=== Exercise goal ===
Keep the images out and copy every entry below exactly.

=== Dataset records ===

━━━

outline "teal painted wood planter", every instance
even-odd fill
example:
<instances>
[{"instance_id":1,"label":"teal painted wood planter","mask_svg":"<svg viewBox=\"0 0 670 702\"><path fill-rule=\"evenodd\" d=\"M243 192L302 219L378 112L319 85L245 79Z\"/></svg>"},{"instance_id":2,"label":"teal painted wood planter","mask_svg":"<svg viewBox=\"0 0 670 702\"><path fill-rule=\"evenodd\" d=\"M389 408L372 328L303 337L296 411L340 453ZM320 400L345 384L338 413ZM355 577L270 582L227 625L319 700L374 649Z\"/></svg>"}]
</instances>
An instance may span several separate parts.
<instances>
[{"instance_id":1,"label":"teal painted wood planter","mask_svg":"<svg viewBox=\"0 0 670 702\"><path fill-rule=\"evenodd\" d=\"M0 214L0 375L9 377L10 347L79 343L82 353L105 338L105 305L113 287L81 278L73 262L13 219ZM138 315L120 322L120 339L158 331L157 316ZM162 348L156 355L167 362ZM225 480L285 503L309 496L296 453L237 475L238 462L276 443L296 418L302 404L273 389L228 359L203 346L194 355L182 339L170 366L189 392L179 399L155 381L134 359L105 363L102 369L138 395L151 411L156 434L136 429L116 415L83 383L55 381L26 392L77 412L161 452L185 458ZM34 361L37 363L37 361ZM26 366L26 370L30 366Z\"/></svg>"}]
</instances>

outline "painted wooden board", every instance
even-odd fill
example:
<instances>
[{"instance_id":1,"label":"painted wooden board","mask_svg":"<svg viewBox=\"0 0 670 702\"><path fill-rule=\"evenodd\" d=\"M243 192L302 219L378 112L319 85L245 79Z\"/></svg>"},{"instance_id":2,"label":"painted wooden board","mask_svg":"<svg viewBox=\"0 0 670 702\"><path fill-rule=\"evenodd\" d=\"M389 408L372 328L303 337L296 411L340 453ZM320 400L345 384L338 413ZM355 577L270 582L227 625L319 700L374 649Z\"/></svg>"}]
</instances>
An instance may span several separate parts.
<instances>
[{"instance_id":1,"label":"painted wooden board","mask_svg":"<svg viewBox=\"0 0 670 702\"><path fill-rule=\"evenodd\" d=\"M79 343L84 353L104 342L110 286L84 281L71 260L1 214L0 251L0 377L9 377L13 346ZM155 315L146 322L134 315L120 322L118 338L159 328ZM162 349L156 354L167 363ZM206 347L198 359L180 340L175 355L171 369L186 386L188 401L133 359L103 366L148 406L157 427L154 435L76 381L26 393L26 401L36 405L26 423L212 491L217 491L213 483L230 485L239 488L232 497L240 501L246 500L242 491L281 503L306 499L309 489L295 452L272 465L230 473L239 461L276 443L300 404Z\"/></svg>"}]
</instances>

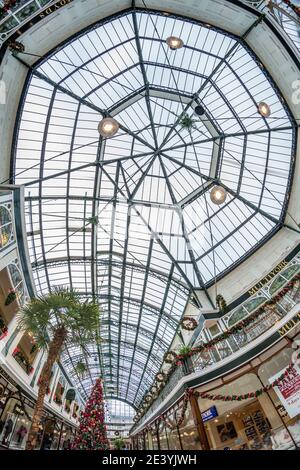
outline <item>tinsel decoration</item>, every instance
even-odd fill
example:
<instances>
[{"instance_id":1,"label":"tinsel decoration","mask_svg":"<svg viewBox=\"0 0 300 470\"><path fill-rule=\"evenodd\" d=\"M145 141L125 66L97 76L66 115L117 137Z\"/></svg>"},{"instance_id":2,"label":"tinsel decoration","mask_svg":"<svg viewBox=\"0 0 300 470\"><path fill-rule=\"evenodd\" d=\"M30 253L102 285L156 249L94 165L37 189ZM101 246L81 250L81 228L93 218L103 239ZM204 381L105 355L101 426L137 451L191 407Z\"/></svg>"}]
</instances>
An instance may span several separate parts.
<instances>
[{"instance_id":1,"label":"tinsel decoration","mask_svg":"<svg viewBox=\"0 0 300 470\"><path fill-rule=\"evenodd\" d=\"M102 381L96 380L92 393L81 413L79 430L72 450L108 450Z\"/></svg>"}]
</instances>

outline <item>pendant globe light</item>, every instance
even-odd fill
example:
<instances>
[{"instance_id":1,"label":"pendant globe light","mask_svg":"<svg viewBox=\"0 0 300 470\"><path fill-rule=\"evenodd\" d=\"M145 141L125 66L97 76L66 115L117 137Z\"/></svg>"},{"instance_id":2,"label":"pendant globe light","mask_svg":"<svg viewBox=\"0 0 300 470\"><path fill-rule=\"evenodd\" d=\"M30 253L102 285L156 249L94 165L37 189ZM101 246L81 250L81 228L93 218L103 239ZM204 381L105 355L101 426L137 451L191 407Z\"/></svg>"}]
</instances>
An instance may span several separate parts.
<instances>
[{"instance_id":1,"label":"pendant globe light","mask_svg":"<svg viewBox=\"0 0 300 470\"><path fill-rule=\"evenodd\" d=\"M102 137L113 137L119 130L119 123L114 118L104 118L99 122L98 131Z\"/></svg>"},{"instance_id":2,"label":"pendant globe light","mask_svg":"<svg viewBox=\"0 0 300 470\"><path fill-rule=\"evenodd\" d=\"M180 49L181 47L183 47L183 40L175 36L168 37L166 40L166 43L168 44L169 48L172 51L175 51L176 49Z\"/></svg>"},{"instance_id":3,"label":"pendant globe light","mask_svg":"<svg viewBox=\"0 0 300 470\"><path fill-rule=\"evenodd\" d=\"M269 117L271 115L271 108L267 103L261 101L258 105L258 112L263 117Z\"/></svg>"},{"instance_id":4,"label":"pendant globe light","mask_svg":"<svg viewBox=\"0 0 300 470\"><path fill-rule=\"evenodd\" d=\"M198 116L203 116L205 114L205 110L203 108L203 106L201 106L201 104L198 104L196 107L195 107L195 113L198 115Z\"/></svg>"},{"instance_id":5,"label":"pendant globe light","mask_svg":"<svg viewBox=\"0 0 300 470\"><path fill-rule=\"evenodd\" d=\"M222 186L214 186L210 192L211 202L219 206L226 201L227 191Z\"/></svg>"}]
</instances>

━━━

=== Task solution ===
outline "teal painted wood planter", every instance
even-odd fill
example:
<instances>
[{"instance_id":1,"label":"teal painted wood planter","mask_svg":"<svg viewBox=\"0 0 670 702\"><path fill-rule=\"evenodd\" d=\"M243 192L302 219L378 112L319 85L245 79Z\"/></svg>"},{"instance_id":2,"label":"teal painted wood planter","mask_svg":"<svg viewBox=\"0 0 670 702\"><path fill-rule=\"evenodd\" d=\"M389 408L372 328L303 337L296 411L340 453ZM320 400L345 384L338 413ZM355 577L270 582L227 625L319 700L374 649Z\"/></svg>"}]
</instances>
An instance may span several separate parts.
<instances>
[{"instance_id":1,"label":"teal painted wood planter","mask_svg":"<svg viewBox=\"0 0 670 702\"><path fill-rule=\"evenodd\" d=\"M0 214L0 375L9 377L10 347L79 343L82 353L105 338L105 305L113 287L81 278L73 262L13 219ZM138 315L120 322L120 339L158 331L157 316ZM162 348L156 355L167 362ZM225 480L285 503L309 496L296 453L237 475L238 462L276 443L296 418L302 404L273 389L228 359L203 346L194 355L182 339L170 366L189 392L179 399L155 381L134 359L105 363L102 369L138 395L151 411L156 434L136 429L116 415L83 383L55 381L26 392L77 412L161 452L185 458ZM34 361L37 363L37 361ZM26 366L26 370L30 366Z\"/></svg>"}]
</instances>

outline "painted wooden board", every instance
even-odd fill
example:
<instances>
[{"instance_id":1,"label":"painted wooden board","mask_svg":"<svg viewBox=\"0 0 670 702\"><path fill-rule=\"evenodd\" d=\"M243 192L302 219L378 112L319 85L245 79Z\"/></svg>"},{"instance_id":2,"label":"painted wooden board","mask_svg":"<svg viewBox=\"0 0 670 702\"><path fill-rule=\"evenodd\" d=\"M389 408L372 328L303 337L296 411L340 453ZM320 400L345 384L338 413ZM355 577L270 582L227 625L319 700L374 649Z\"/></svg>"}]
</instances>
An instance may span several separate parts.
<instances>
[{"instance_id":1,"label":"painted wooden board","mask_svg":"<svg viewBox=\"0 0 670 702\"><path fill-rule=\"evenodd\" d=\"M79 343L84 353L104 342L110 286L84 281L71 260L1 214L0 251L0 377L9 377L13 346ZM155 315L146 322L134 315L120 322L118 338L159 328ZM162 349L156 354L167 363ZM206 347L198 359L180 340L175 355L171 369L186 386L188 401L133 359L103 366L148 406L157 427L154 435L76 381L26 393L26 401L36 405L26 423L212 491L217 491L213 483L230 485L239 488L232 497L240 501L246 500L242 491L281 503L306 499L309 489L295 452L272 465L230 473L239 461L276 443L300 404Z\"/></svg>"}]
</instances>

outline <item>tinsel decoration</item>, every instance
even-odd fill
example:
<instances>
[{"instance_id":1,"label":"tinsel decoration","mask_svg":"<svg viewBox=\"0 0 300 470\"><path fill-rule=\"evenodd\" d=\"M145 141L125 66L97 76L66 115L117 137Z\"/></svg>"},{"instance_id":2,"label":"tinsel decoration","mask_svg":"<svg viewBox=\"0 0 300 470\"><path fill-rule=\"evenodd\" d=\"M30 253L102 285L156 249L94 165L37 189ZM101 246L81 250L81 228L93 218L103 239ZM204 381L105 355L101 426L137 451L191 407Z\"/></svg>"}]
</instances>
An instance may span several separate parts.
<instances>
[{"instance_id":1,"label":"tinsel decoration","mask_svg":"<svg viewBox=\"0 0 300 470\"><path fill-rule=\"evenodd\" d=\"M102 381L96 380L92 393L81 413L79 430L72 450L108 450Z\"/></svg>"}]
</instances>

outline <item>pendant globe light</item>, every instance
even-odd fill
example:
<instances>
[{"instance_id":1,"label":"pendant globe light","mask_svg":"<svg viewBox=\"0 0 300 470\"><path fill-rule=\"evenodd\" d=\"M145 141L125 66L97 76L66 115L117 137Z\"/></svg>"},{"instance_id":2,"label":"pendant globe light","mask_svg":"<svg viewBox=\"0 0 300 470\"><path fill-rule=\"evenodd\" d=\"M30 253L102 285L156 249L94 165L37 189ZM101 246L81 250L81 228L93 218L103 239ZM204 381L105 355L101 426L137 451L191 407Z\"/></svg>"}]
</instances>
An instance may span several separate parts.
<instances>
[{"instance_id":1,"label":"pendant globe light","mask_svg":"<svg viewBox=\"0 0 300 470\"><path fill-rule=\"evenodd\" d=\"M102 137L113 137L119 130L119 123L114 118L104 118L99 122L98 131Z\"/></svg>"},{"instance_id":2,"label":"pendant globe light","mask_svg":"<svg viewBox=\"0 0 300 470\"><path fill-rule=\"evenodd\" d=\"M180 49L181 47L183 47L183 40L175 36L168 37L166 40L166 43L168 44L169 48L172 51L175 51L176 49Z\"/></svg>"},{"instance_id":3,"label":"pendant globe light","mask_svg":"<svg viewBox=\"0 0 300 470\"><path fill-rule=\"evenodd\" d=\"M269 117L271 115L271 108L267 103L261 101L258 105L258 112L263 117Z\"/></svg>"},{"instance_id":4,"label":"pendant globe light","mask_svg":"<svg viewBox=\"0 0 300 470\"><path fill-rule=\"evenodd\" d=\"M198 116L203 116L205 114L205 110L203 108L203 106L201 106L201 104L198 104L196 107L195 107L195 113L198 115Z\"/></svg>"},{"instance_id":5,"label":"pendant globe light","mask_svg":"<svg viewBox=\"0 0 300 470\"><path fill-rule=\"evenodd\" d=\"M222 186L214 186L210 192L211 202L219 206L226 201L227 191Z\"/></svg>"}]
</instances>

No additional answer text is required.